"""
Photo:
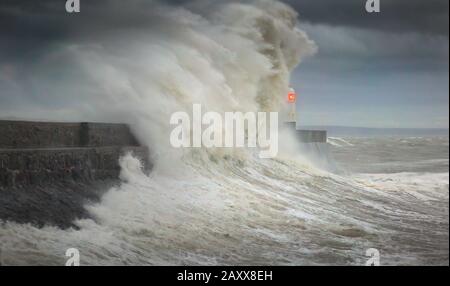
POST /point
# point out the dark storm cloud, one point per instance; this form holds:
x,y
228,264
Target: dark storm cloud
x,y
423,16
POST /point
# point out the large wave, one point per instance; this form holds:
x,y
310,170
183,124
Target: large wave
x,y
199,206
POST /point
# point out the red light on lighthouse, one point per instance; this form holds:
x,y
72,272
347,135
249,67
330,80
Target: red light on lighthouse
x,y
292,96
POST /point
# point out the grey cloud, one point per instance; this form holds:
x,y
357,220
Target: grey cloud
x,y
423,16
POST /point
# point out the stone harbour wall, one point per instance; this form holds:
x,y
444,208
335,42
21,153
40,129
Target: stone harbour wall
x,y
35,153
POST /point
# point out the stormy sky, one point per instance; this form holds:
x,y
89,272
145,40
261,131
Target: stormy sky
x,y
380,70
387,69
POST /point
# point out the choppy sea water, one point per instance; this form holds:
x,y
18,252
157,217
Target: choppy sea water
x,y
391,194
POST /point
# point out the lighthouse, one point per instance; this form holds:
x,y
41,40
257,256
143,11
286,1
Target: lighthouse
x,y
292,99
304,136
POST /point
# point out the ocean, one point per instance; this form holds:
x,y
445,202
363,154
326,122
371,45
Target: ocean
x,y
387,193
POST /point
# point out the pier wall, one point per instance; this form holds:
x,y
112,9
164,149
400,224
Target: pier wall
x,y
36,153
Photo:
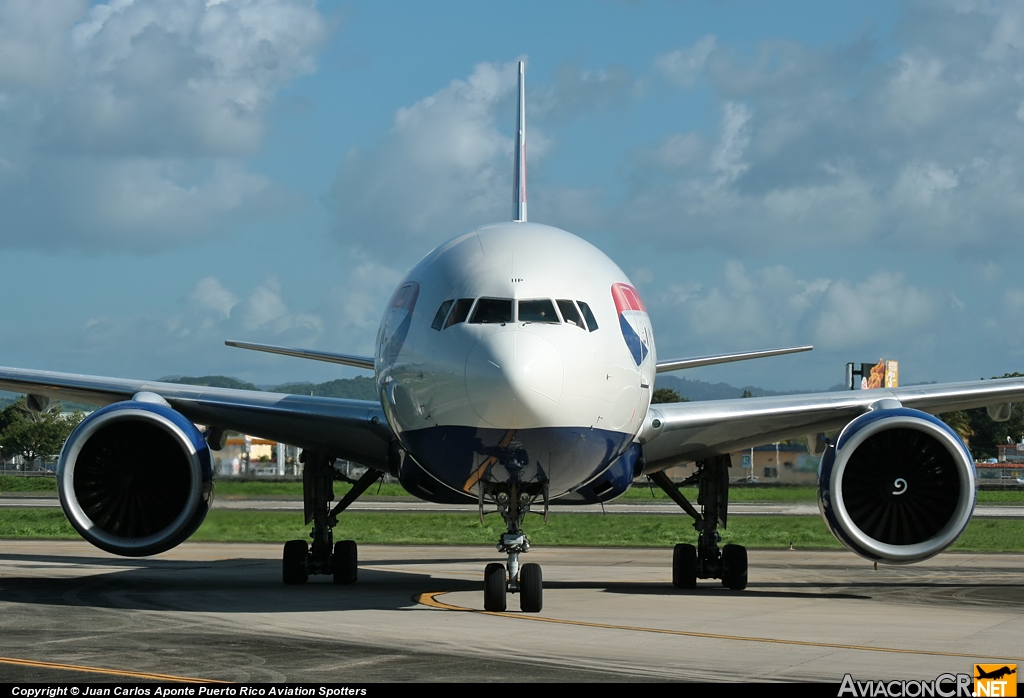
"""
**Work to be completed**. Rewrite every line of all the records above, shifting each answer coordinate by adding 47 to both its x and y values. Leave out the pictures.

**Solution below**.
Photo:
POST /point
# point out the dark storm cloud, one point per instance; this form holds:
x,y
228,264
Target: dark storm cloud
x,y
470,63
POST /point
# point out the large wave, one point per instance; this form holds:
x,y
310,170
183,124
Target: large wave
x,y
246,253
POST /point
# point out the red light on lighthouse, one point per instance; this form holds:
x,y
72,272
347,135
249,67
330,80
Target: red light on lighthouse
x,y
339,143
POST /point
# point out the grey cloud, one point per instance; this form holds:
x,y
357,220
Target: grey cloud
x,y
470,63
POST /point
# point out the stone harbour wall, one point per instance; this form holds:
x,y
444,208
335,42
21,153
40,129
Target: stone harbour wall
x,y
82,200
POST /point
# point out the stormy sky, one point per instance; this form holds:
x,y
89,272
145,40
261,131
Target: stormy sky
x,y
427,117
434,116
POST /point
# point out the choppy sea water, one point per instance; this form holds:
x,y
18,252
157,217
Target: choppy sea water
x,y
438,241
POST /point
# point out the lighthouse, one point per instance; this form holds:
x,y
41,40
257,256
143,11
286,1
Target: lighthouse
x,y
339,146
351,183
POST /point
# point out the ocean, one point per instance; this form holds:
x,y
445,202
363,154
326,122
371,45
Target: ocean
x,y
434,240
POST /point
# point out the pier wall, one point per instance; this form holds:
x,y
112,9
164,149
400,224
Target: pier wall
x,y
83,200
Photo:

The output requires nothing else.